### SHORT PROBLEM:
Return all of the data entries below line for line, without changes. Leave the pictures out.

[Data entries]
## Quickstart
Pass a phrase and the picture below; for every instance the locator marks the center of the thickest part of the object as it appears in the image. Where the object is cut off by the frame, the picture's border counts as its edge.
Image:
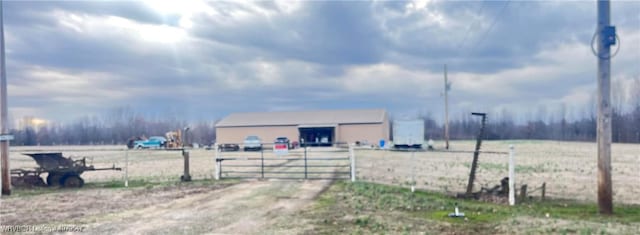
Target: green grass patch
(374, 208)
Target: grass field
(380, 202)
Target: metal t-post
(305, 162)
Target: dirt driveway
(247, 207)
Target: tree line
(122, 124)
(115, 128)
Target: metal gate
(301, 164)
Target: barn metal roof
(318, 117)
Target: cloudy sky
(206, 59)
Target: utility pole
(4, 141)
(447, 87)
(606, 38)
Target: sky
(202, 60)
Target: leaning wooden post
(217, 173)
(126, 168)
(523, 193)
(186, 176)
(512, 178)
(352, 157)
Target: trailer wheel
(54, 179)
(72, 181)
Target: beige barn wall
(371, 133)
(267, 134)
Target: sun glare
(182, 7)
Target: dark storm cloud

### WRITTEN RESPONSE:
## Quickstart
Pass a phrase and the picture below; for every instance the locator marks the center of the thickest part of the object as it appears in the image. Where the object is cut off by the frame, the picture's border counts as its edge.
Image:
Target: green grass patch
(374, 208)
Target: grass field
(380, 202)
Target: metal t-post
(305, 162)
Target: dirt driveway
(247, 207)
Target: tree line
(122, 124)
(115, 128)
Target: metal gate
(301, 164)
Target: barn metal roof
(318, 117)
Target: cloudy sky
(206, 59)
Target: utility pole
(4, 141)
(447, 87)
(606, 38)
Target: sky
(202, 60)
Target: leaning wooden post
(217, 173)
(126, 168)
(523, 193)
(186, 176)
(512, 178)
(352, 157)
Target: trailer wheel
(54, 179)
(72, 181)
Target: beige barn wall
(371, 133)
(267, 134)
Target: sun glare
(182, 7)
Target: dark storm cloud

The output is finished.